__Short task__.
Copy out the data below with every "outlines" changed to "contours", leaving everything else unchanged.

__Dataset__.
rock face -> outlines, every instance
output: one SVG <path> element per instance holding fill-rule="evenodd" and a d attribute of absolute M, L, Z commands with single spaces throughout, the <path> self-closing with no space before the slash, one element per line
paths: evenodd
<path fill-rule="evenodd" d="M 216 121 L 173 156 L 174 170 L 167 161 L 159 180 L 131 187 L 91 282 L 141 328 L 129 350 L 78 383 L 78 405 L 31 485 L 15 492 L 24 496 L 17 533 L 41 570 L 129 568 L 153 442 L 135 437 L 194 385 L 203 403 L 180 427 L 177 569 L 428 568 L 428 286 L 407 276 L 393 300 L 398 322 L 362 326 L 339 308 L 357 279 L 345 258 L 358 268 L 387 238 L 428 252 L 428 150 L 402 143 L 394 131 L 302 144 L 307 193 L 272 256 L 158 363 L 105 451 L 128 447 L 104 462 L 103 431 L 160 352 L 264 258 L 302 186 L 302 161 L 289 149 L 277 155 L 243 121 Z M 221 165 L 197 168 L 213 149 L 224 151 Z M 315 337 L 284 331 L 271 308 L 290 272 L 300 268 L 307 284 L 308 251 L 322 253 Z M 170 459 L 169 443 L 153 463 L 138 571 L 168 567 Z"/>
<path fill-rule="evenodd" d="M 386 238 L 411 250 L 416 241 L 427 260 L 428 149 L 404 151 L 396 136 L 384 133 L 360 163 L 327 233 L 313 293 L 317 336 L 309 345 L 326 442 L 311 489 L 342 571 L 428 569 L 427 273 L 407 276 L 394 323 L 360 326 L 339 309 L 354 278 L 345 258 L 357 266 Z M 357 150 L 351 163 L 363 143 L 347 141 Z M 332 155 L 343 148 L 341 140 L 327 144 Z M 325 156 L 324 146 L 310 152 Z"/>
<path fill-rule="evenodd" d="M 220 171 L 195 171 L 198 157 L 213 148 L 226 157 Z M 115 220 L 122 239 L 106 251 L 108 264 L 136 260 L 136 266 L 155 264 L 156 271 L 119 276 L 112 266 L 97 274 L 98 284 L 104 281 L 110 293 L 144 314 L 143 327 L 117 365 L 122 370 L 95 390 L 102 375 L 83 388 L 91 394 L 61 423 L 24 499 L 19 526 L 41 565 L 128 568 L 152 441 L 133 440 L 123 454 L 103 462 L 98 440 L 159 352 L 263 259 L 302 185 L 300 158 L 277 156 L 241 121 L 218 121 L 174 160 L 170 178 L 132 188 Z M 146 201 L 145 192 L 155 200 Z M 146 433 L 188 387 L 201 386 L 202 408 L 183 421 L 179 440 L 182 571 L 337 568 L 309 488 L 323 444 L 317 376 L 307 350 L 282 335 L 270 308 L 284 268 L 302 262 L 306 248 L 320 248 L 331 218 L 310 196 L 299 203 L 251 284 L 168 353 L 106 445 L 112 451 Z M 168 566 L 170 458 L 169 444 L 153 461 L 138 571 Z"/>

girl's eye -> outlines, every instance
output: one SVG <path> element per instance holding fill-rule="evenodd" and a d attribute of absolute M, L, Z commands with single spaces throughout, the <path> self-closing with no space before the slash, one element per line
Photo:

__Result of this task__.
rock face -> contours, every instance
output: one SVG <path> element per instance holding fill-rule="evenodd" and a d attribute of absolute M, L, Z commands with single spaces throughout, the <path> self-closing with no space before the slash, one element per line
paths: evenodd
<path fill-rule="evenodd" d="M 216 121 L 173 156 L 174 170 L 167 161 L 159 180 L 131 187 L 91 282 L 141 328 L 129 350 L 78 383 L 78 405 L 31 485 L 15 492 L 24 496 L 17 533 L 41 570 L 129 568 L 153 442 L 135 437 L 194 385 L 203 403 L 180 427 L 177 569 L 428 568 L 428 286 L 407 276 L 393 300 L 398 322 L 362 326 L 339 308 L 357 279 L 345 258 L 358 268 L 387 238 L 428 252 L 428 150 L 402 143 L 394 131 L 302 144 L 307 193 L 272 256 L 158 363 L 105 451 L 128 447 L 104 462 L 103 431 L 160 352 L 264 258 L 302 186 L 302 161 L 289 149 L 277 155 L 243 121 Z M 221 165 L 197 168 L 213 149 L 224 151 Z M 315 337 L 284 331 L 271 308 L 290 272 L 300 268 L 307 284 L 308 251 L 322 253 Z M 170 459 L 169 443 L 153 463 L 138 571 L 168 567 Z"/>
<path fill-rule="evenodd" d="M 386 238 L 411 250 L 416 241 L 427 260 L 428 149 L 404 151 L 396 136 L 384 133 L 360 163 L 327 233 L 313 293 L 317 336 L 309 345 L 326 442 L 311 489 L 342 571 L 428 569 L 427 273 L 407 276 L 394 323 L 360 326 L 339 309 L 354 278 L 345 258 L 357 266 Z M 357 150 L 351 163 L 363 143 L 347 141 Z M 332 155 L 343 148 L 341 140 L 327 144 Z M 325 156 L 324 146 L 310 152 Z"/>
<path fill-rule="evenodd" d="M 220 171 L 195 171 L 198 157 L 213 148 L 226 157 Z M 115 220 L 122 239 L 106 251 L 108 264 L 136 260 L 136 266 L 155 264 L 156 271 L 119 276 L 112 266 L 97 274 L 98 284 L 104 281 L 110 293 L 144 314 L 143 327 L 117 365 L 122 370 L 95 390 L 102 375 L 83 388 L 91 394 L 61 423 L 24 499 L 19 526 L 41 565 L 128 568 L 152 441 L 133 440 L 123 454 L 103 462 L 98 440 L 159 352 L 263 259 L 302 185 L 300 158 L 277 156 L 241 121 L 218 121 L 174 160 L 170 178 L 132 188 Z M 146 201 L 145 192 L 155 200 Z M 146 433 L 188 387 L 201 386 L 202 408 L 183 421 L 179 440 L 182 571 L 337 568 L 309 488 L 323 444 L 317 376 L 307 350 L 282 335 L 270 308 L 284 268 L 302 262 L 306 248 L 320 248 L 331 218 L 310 196 L 299 203 L 251 284 L 168 353 L 106 445 L 112 451 Z M 168 566 L 170 458 L 169 444 L 153 461 L 138 571 Z"/>

girl's eye -> contours, every instance
output: one SVG <path> element per instance holding fill-rule="evenodd" and a d attribute of absolute M, L, Z commands with single spaces throughout, the <path> self-closing with no space before the slash, one element per line
Photo:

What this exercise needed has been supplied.